-- INPUT RECORDS follows --

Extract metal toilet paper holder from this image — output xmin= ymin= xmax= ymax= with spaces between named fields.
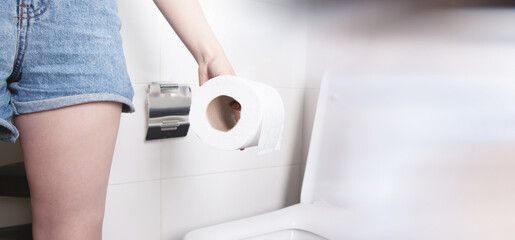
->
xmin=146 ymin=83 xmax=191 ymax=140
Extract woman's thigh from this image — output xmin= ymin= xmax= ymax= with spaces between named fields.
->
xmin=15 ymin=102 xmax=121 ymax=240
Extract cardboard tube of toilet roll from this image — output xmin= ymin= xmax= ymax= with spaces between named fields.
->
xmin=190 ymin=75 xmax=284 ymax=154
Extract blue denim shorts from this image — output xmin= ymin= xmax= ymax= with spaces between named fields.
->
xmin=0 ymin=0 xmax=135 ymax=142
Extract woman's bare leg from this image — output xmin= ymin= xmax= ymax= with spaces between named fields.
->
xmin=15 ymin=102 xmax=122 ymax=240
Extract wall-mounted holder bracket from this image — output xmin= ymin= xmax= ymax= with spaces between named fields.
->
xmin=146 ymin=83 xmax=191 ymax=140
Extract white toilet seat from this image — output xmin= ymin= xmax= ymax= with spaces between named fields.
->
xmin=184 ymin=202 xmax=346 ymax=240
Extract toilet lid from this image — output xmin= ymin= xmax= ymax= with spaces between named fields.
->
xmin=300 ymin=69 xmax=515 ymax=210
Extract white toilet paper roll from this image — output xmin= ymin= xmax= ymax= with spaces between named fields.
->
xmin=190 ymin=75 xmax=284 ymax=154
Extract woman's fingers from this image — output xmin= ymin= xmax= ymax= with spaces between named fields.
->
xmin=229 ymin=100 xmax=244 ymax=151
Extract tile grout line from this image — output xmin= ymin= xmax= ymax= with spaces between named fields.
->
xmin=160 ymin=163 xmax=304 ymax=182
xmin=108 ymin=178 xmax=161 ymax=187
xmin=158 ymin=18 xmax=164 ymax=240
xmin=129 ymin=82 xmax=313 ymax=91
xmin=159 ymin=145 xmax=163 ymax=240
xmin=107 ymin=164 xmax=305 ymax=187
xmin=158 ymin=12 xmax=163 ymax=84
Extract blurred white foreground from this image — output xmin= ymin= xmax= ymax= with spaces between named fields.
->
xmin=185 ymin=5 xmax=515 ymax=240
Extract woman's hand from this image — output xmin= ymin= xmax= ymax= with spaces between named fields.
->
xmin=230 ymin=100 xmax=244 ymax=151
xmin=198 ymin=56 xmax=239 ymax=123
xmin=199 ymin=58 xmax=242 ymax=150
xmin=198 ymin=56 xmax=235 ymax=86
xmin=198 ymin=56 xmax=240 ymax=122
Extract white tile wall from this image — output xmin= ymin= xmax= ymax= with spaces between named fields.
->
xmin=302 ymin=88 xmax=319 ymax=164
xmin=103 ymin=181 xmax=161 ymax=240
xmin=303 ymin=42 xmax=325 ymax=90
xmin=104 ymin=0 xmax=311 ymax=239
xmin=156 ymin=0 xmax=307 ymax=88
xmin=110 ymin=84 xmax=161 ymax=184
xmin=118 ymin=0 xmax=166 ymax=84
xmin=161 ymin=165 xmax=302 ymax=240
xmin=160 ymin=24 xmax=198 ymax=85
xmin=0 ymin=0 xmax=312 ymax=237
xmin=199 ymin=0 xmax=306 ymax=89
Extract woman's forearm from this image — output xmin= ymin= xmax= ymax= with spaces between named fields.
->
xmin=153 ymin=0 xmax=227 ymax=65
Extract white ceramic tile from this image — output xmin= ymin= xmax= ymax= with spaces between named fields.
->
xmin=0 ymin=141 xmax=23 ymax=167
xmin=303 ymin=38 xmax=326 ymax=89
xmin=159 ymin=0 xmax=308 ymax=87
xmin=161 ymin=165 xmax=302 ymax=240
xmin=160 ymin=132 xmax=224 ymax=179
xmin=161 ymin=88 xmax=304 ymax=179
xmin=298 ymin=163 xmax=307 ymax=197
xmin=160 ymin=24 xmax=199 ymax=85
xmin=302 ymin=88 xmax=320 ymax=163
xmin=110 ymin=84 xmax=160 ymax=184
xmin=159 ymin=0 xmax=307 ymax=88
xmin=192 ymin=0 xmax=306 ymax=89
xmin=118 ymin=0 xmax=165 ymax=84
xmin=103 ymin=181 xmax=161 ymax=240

-- INPUT RECORDS concluded --

TASK DESCRIPTION.
If a line in the data contains the string "roll", copy it.

RESPONSE.
Extract cardboard tube of toilet roll from this image — output xmin= ymin= xmax= ymax= with spaces between named fields.
Extract white toilet paper roll from this image — output xmin= ymin= xmax= ymax= with spaces between named fields.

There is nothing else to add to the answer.